[Provided entries]
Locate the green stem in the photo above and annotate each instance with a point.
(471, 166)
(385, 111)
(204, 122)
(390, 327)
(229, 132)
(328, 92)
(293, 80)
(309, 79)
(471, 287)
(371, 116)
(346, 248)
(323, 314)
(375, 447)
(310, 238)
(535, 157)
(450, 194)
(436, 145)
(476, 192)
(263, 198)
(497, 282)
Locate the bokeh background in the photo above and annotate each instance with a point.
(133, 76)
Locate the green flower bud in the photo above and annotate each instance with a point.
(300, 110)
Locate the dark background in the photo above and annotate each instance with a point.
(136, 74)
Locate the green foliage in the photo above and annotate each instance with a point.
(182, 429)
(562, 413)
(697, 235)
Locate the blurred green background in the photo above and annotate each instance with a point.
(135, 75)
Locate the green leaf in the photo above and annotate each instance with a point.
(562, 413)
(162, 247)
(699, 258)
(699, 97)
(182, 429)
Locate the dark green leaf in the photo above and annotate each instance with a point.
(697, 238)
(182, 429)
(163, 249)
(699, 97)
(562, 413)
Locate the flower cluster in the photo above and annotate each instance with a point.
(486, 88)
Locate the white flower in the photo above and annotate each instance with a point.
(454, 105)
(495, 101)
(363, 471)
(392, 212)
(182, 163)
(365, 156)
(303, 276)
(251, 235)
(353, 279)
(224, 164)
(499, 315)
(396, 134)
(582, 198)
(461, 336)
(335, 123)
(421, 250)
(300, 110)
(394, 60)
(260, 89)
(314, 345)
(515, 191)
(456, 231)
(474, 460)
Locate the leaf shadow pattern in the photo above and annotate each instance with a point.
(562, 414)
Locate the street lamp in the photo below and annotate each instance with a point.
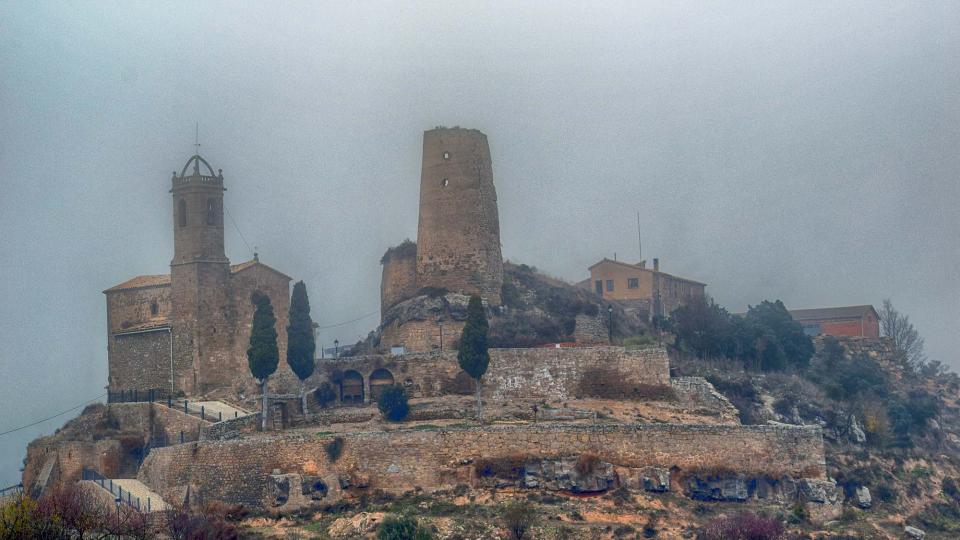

[Work to complete] Repeat all the items above word for word, leaving out the pictures.

[Solution to this exercise]
Locate the green stem in the photo above and annotate each instance with a point.
(471, 166)
(385, 111)
(204, 122)
(390, 327)
(229, 132)
(328, 92)
(293, 80)
(309, 79)
(471, 287)
(371, 116)
(346, 248)
(323, 314)
(375, 447)
(310, 238)
(535, 157)
(450, 194)
(436, 145)
(476, 192)
(263, 198)
(497, 282)
Locate the bokeh background in the photo above and annotate each instance with a point.
(133, 76)
Locate the green flower bud in the photo above and annotate each instance with a point.
(300, 110)
Locate the dark background in the photo above and annotate each instance with a point.
(136, 74)
Locate the green foliage in the photo above and annotate each instance with a point.
(182, 429)
(562, 413)
(697, 235)
Locate the blurred green background in the photo above and annotate each instance with a point.
(135, 75)
Locate the green leaf in the photo above and annotate each instance with a point.
(562, 413)
(162, 247)
(699, 258)
(699, 97)
(182, 429)
Locate the dark green leaf in the photo above and annotate each instance with a point.
(697, 238)
(182, 429)
(163, 249)
(699, 97)
(562, 413)
Locate the flower cluster in the photo above and annotate each instance with a point.
(486, 88)
Locate the white flower in the photo above and annotate each instance with a point.
(454, 105)
(495, 101)
(363, 471)
(392, 212)
(182, 163)
(365, 156)
(303, 276)
(251, 235)
(353, 279)
(224, 164)
(499, 315)
(396, 134)
(582, 198)
(461, 336)
(335, 123)
(421, 250)
(300, 110)
(394, 60)
(260, 89)
(314, 345)
(515, 191)
(456, 231)
(474, 460)
Locate the leaf shadow pattern in the photo above and annotate each instance with a point.
(562, 414)
Locate the street lamp in the photo below and annotate each instance with a point.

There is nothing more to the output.